**Exercise passage**:
"""
“Richard III Was Dwarf, Doctor Says”

10 Feb

KING RICHARD III (Image by Leo Reynolds used under CC license via)

 

From an article appearing 20 years ago in The Seattle Times on August 23, 1991:

King Richard III was a dwarf, according to a medical diagnosis that has outraged defenders of the monarch.

“The combination of slow growth and short stature, preceded by a difficult breech birth… and intimations of physical weakness and sexual impotence… suggest idiopathic pituitary dwarfism,” Dr. Jacob Van der Werff ten Bosch said in an editorial published today in the medical journal Lancet.

Balderdash, say Richard’s partisans.  “Everyone knows Shakespeare’s Richard III, but not everyone knows the historical evidence,” said Jack Leslau, a biographer of the king. “There are various medical theories that all work on the assumption that he was some sort of monster with a physical deformity.”

The Lancet editorial was timed for the anniversary of Richard’s death in battle Aug. 22, 1485, at Bosworth Field – where, as Shakespeare had it, the monarch offered “my kingdom for a horse!”
"""
**Raw data**:
"""
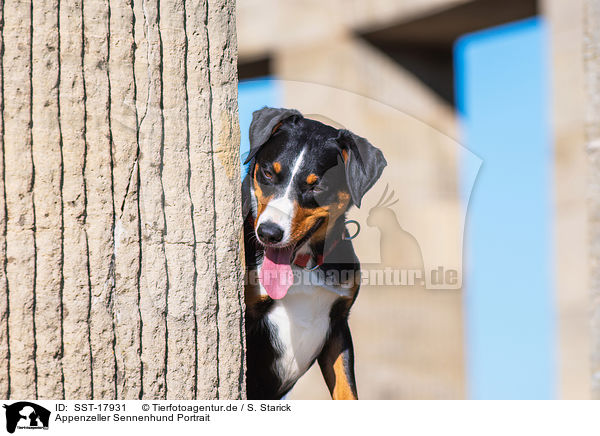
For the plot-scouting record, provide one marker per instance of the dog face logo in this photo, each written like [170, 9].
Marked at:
[26, 415]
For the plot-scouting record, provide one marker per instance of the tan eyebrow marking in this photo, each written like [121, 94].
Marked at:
[311, 179]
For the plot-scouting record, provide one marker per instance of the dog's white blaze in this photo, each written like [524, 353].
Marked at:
[301, 320]
[280, 210]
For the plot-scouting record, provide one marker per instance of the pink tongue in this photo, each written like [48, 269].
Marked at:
[276, 273]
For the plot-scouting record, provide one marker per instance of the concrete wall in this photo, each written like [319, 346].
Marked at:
[591, 50]
[120, 203]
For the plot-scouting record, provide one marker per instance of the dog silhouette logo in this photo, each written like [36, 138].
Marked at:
[398, 248]
[26, 415]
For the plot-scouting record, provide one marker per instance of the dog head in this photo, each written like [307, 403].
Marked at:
[304, 177]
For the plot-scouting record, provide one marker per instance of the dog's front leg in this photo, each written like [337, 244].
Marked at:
[337, 363]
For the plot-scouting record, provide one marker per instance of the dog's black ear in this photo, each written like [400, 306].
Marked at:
[364, 164]
[264, 122]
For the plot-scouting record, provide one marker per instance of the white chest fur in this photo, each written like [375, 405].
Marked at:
[301, 323]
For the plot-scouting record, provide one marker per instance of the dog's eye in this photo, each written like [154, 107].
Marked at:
[268, 175]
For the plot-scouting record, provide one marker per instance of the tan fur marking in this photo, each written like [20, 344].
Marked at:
[305, 219]
[261, 200]
[341, 389]
[277, 126]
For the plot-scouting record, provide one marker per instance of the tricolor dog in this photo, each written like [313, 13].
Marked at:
[303, 274]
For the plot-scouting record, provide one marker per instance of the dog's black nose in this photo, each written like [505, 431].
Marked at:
[269, 233]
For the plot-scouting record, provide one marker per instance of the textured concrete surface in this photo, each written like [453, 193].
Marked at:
[591, 50]
[120, 267]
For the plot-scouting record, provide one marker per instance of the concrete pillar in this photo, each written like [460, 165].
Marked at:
[592, 75]
[120, 203]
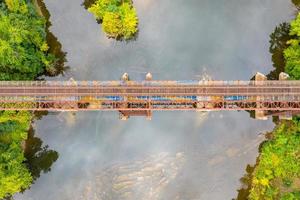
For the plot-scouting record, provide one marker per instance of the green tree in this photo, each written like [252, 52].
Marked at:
[118, 17]
[292, 53]
[14, 175]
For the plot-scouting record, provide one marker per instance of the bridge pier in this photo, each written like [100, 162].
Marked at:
[285, 115]
[260, 114]
[126, 114]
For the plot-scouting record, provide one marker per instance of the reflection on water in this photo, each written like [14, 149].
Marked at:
[39, 158]
[178, 39]
[143, 179]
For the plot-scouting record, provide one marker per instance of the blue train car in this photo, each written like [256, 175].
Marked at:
[235, 98]
[114, 98]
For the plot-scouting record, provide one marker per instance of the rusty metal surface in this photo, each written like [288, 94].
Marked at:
[150, 95]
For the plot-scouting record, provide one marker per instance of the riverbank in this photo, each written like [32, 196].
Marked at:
[24, 55]
[276, 174]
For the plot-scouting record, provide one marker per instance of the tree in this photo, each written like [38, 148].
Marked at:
[278, 43]
[292, 53]
[118, 17]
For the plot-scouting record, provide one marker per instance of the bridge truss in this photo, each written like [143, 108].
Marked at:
[141, 98]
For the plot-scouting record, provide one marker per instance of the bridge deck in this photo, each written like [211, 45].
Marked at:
[150, 95]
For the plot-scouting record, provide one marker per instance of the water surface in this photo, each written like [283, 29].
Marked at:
[177, 155]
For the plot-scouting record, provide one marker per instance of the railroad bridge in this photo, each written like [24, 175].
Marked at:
[140, 98]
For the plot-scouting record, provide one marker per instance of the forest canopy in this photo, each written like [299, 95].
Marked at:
[23, 46]
[118, 17]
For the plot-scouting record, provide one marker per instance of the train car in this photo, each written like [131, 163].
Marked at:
[235, 98]
[113, 98]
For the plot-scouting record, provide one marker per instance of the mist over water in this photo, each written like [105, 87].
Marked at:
[177, 155]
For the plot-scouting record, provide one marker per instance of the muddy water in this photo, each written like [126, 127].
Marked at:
[177, 155]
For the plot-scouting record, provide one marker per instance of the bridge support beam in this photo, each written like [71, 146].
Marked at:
[285, 115]
[260, 114]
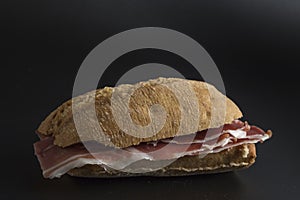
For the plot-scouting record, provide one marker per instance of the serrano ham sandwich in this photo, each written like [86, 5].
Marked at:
[218, 141]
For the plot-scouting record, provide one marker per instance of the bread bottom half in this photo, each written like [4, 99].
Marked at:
[234, 158]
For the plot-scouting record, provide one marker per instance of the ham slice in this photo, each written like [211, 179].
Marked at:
[56, 161]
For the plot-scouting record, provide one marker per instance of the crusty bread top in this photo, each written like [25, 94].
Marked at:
[60, 123]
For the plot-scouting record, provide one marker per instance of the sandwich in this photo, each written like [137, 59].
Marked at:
[166, 127]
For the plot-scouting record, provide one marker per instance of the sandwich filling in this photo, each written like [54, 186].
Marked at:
[56, 161]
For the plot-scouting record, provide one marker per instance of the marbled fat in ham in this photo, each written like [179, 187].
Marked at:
[56, 161]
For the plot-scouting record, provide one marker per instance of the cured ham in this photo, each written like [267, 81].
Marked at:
[56, 161]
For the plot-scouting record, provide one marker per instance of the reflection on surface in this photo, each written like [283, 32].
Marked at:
[215, 186]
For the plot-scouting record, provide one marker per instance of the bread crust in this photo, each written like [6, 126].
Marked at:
[60, 123]
[239, 157]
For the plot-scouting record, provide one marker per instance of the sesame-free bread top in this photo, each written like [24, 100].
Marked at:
[60, 123]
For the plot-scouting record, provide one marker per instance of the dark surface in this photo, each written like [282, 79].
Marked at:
[255, 45]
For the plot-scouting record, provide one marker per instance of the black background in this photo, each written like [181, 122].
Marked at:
[255, 44]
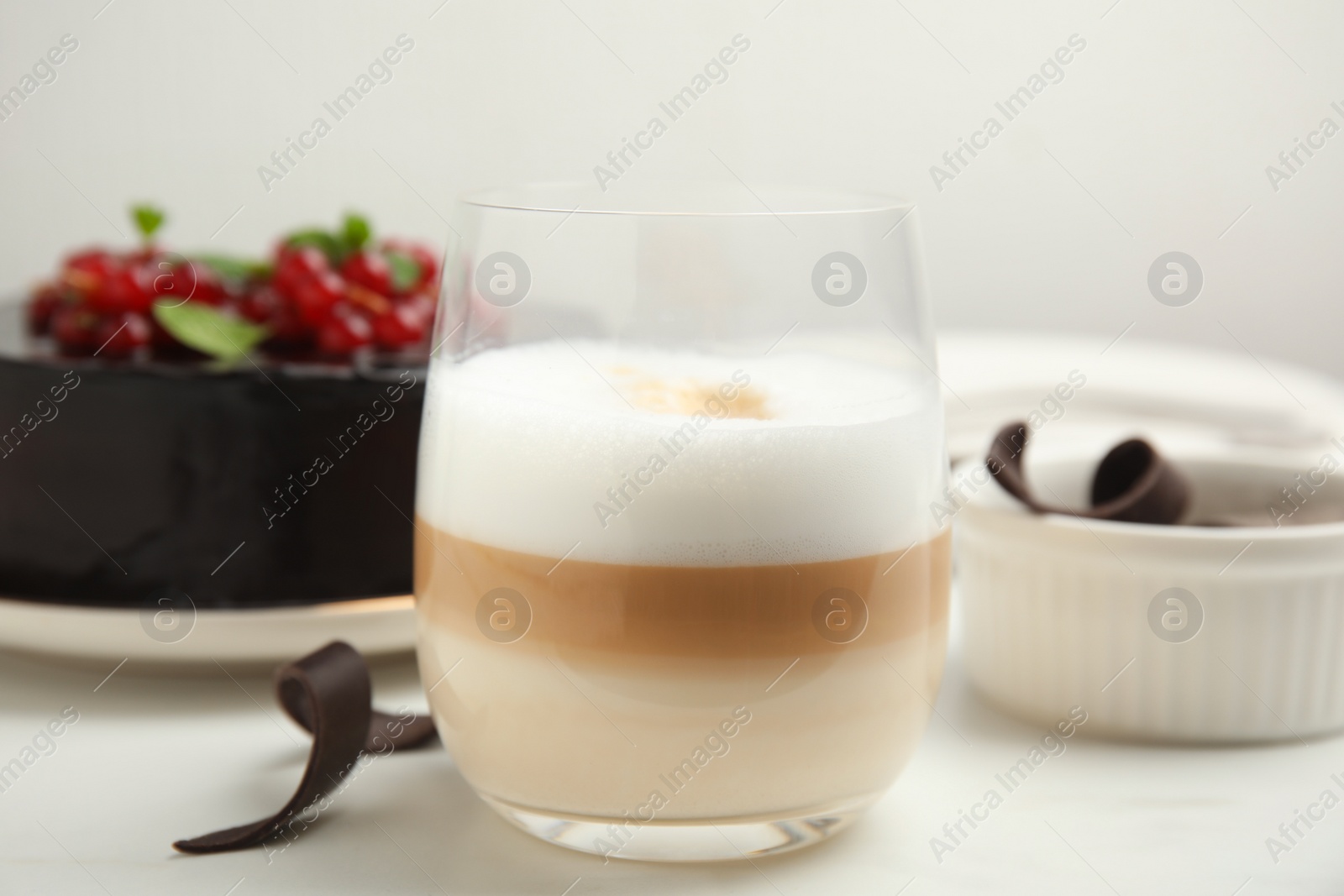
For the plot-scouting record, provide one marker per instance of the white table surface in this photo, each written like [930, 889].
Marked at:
[156, 758]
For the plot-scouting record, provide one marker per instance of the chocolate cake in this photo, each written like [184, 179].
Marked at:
[286, 477]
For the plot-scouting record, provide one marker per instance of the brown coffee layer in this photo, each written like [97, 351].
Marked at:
[685, 611]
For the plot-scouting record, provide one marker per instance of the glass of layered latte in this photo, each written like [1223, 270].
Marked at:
[679, 590]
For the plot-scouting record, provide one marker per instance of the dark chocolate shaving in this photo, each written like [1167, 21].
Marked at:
[1133, 483]
[328, 694]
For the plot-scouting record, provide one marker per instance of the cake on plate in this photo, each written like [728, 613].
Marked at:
[235, 432]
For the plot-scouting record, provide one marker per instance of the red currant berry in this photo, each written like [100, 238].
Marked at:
[370, 270]
[76, 329]
[121, 335]
[318, 296]
[296, 265]
[344, 332]
[401, 327]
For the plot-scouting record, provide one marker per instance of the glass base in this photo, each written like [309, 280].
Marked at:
[685, 840]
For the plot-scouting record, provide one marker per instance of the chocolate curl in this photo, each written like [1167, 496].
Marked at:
[328, 694]
[1133, 483]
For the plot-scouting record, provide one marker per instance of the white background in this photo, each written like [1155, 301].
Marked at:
[1156, 140]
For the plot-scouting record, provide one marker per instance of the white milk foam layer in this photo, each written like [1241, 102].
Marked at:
[627, 454]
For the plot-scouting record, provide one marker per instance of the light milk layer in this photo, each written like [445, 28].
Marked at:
[625, 454]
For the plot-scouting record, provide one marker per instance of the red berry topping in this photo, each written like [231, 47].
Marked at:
[76, 329]
[403, 325]
[121, 335]
[344, 332]
[40, 308]
[370, 270]
[318, 296]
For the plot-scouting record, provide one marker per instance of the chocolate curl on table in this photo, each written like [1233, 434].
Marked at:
[1133, 483]
[328, 694]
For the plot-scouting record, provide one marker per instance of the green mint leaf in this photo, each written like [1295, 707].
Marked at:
[355, 231]
[234, 269]
[331, 246]
[210, 331]
[405, 270]
[147, 219]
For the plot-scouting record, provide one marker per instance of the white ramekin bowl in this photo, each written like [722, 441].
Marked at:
[1160, 633]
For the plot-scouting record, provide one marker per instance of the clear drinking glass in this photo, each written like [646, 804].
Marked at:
[680, 589]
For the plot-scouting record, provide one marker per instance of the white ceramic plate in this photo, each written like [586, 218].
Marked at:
[194, 637]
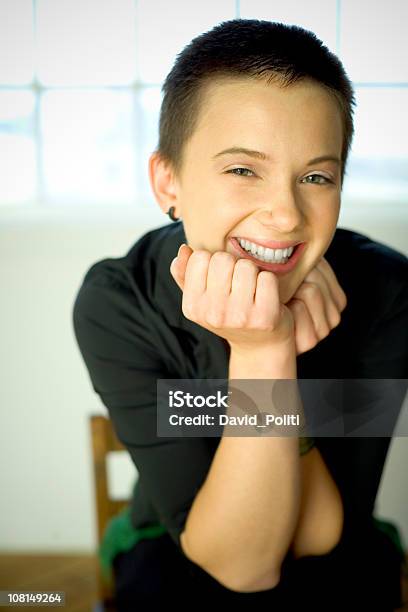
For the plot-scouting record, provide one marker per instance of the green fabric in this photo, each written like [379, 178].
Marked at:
[121, 536]
[392, 531]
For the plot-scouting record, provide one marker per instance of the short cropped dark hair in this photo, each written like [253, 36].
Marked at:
[246, 48]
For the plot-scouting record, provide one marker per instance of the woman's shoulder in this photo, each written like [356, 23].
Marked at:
[138, 269]
[361, 261]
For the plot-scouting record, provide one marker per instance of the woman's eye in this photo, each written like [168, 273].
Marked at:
[326, 180]
[237, 172]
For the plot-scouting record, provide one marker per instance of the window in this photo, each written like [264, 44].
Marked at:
[80, 92]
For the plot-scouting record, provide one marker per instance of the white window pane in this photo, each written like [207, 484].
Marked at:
[88, 146]
[319, 16]
[165, 28]
[378, 166]
[374, 42]
[150, 101]
[86, 43]
[16, 42]
[17, 149]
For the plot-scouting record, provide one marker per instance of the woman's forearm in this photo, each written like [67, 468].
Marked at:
[243, 519]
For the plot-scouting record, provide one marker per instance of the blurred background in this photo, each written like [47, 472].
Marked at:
[79, 101]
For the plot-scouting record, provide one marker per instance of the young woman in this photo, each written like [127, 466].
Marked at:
[255, 281]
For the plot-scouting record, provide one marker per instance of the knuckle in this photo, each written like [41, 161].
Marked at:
[336, 318]
[214, 317]
[187, 309]
[240, 320]
[245, 263]
[222, 256]
[199, 255]
[310, 288]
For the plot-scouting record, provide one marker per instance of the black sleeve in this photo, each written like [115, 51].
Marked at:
[112, 330]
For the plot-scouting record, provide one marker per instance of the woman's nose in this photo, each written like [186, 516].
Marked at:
[283, 215]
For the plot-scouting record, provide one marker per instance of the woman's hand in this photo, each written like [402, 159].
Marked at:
[230, 297]
[316, 306]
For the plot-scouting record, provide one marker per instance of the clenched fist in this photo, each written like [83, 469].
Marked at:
[232, 298]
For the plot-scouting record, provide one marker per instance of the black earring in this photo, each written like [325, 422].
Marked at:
[170, 212]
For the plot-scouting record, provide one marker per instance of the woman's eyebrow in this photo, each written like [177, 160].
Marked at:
[264, 156]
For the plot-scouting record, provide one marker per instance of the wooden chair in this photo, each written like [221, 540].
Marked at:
[104, 441]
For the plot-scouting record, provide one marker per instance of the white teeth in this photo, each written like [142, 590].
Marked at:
[266, 254]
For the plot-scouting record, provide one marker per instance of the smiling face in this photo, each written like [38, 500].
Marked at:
[275, 196]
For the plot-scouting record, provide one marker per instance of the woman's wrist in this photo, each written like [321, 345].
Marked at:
[263, 361]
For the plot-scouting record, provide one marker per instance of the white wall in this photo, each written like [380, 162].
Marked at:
[46, 501]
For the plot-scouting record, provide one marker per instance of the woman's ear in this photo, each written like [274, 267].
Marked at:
[163, 183]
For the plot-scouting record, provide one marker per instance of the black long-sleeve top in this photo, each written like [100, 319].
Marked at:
[131, 331]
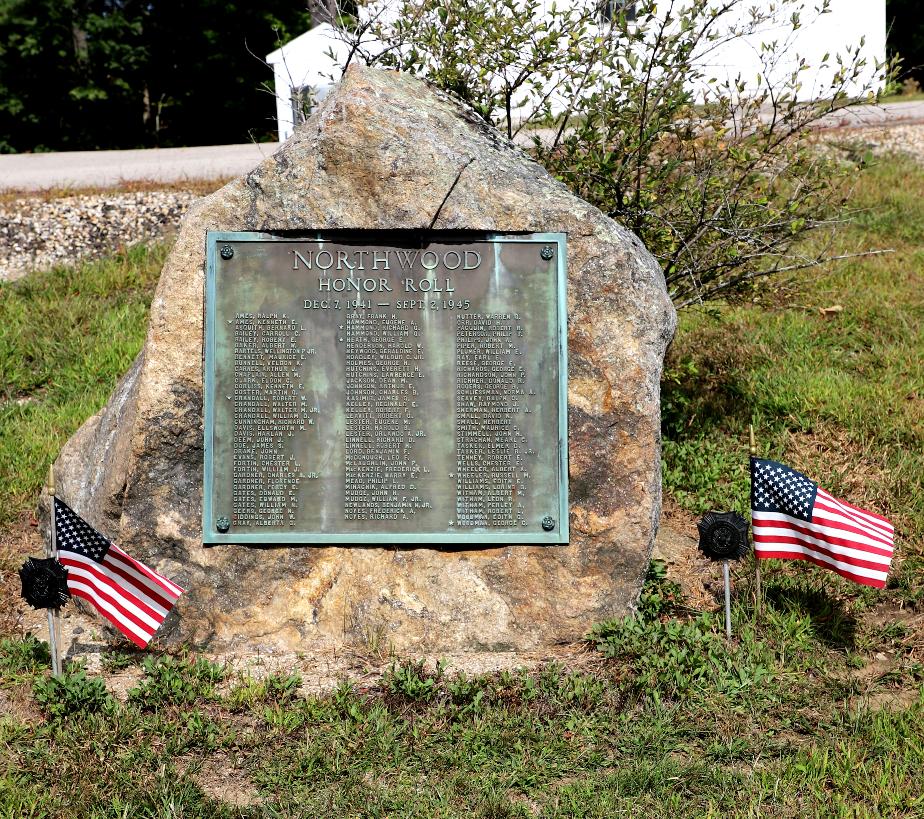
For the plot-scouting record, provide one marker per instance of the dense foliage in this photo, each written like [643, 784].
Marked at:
[87, 74]
[716, 172]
"""
**Set of tasks**:
1 – List each calendar date that appears in the Richard III article, in order of appearance.
2 – Pick up the Richard III article after its final sentence and keep writing.

**Answer section**:
1 – 10 Feb; August 23, 1991; Aug. 22, 1485

2 –
Van der Werff ten Bosch, a former professor of medicine, says there is no reason to take offense. “As a doctor I would not think it’s ridiculing a king to call him a dwarf. It’s simply a medical diagnosis,” he said.

Since the excavation and analysis of the royal bones announced this past Monday, the BBC now reports, “Richard III was portrayed by Shakespeare as having a hunched back and the skeleton has a striking curvature to its spine. This was caused by scoliosis, a condition which experts say in this case developed in adolescence. Rather than giving him a stoop, it would have made one shoulder higher than the other.” 

So what Dr. Van der Werff ten Bosch said all those years ago was wrong.  At least half of it, anyway.